* PROBLEM STATEMENT
Produce as output only the lines below starting at the line with "Target: brown bud on branch" and continuing through the line with "<point>27,75</point>", each one exactly as written.

---+---

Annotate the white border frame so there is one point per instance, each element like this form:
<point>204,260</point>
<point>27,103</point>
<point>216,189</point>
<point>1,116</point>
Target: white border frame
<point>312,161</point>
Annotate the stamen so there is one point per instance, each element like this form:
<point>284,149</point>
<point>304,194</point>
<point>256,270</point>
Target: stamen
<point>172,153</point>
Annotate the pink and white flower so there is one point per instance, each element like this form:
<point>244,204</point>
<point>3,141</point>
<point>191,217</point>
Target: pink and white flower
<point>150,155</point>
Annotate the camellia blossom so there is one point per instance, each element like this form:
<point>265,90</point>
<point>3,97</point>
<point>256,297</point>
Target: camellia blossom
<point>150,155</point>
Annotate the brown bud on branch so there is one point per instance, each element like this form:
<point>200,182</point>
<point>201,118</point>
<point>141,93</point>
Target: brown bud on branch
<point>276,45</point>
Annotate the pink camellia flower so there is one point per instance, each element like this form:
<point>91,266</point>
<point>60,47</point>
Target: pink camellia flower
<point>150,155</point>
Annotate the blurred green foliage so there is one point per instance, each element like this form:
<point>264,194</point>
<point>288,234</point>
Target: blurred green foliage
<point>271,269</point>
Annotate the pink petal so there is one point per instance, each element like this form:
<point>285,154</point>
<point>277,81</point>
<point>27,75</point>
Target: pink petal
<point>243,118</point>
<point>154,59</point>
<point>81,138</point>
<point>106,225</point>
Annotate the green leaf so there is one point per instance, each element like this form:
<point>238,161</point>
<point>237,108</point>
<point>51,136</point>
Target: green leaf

---+---

* ANSWER SPACE
Target: brown bud on branch
<point>276,45</point>
Annotate the pink camellia flower so there is one point per instance, each element like this form:
<point>91,266</point>
<point>60,47</point>
Target: pink camellia flower
<point>150,155</point>
Annotate the blurred green foliage so there is one point per instance, each element like this form:
<point>264,194</point>
<point>288,234</point>
Target: blurred green foliage
<point>271,269</point>
Annotate the pink petal so there is one point per instance, each element like this form:
<point>285,154</point>
<point>277,81</point>
<point>27,75</point>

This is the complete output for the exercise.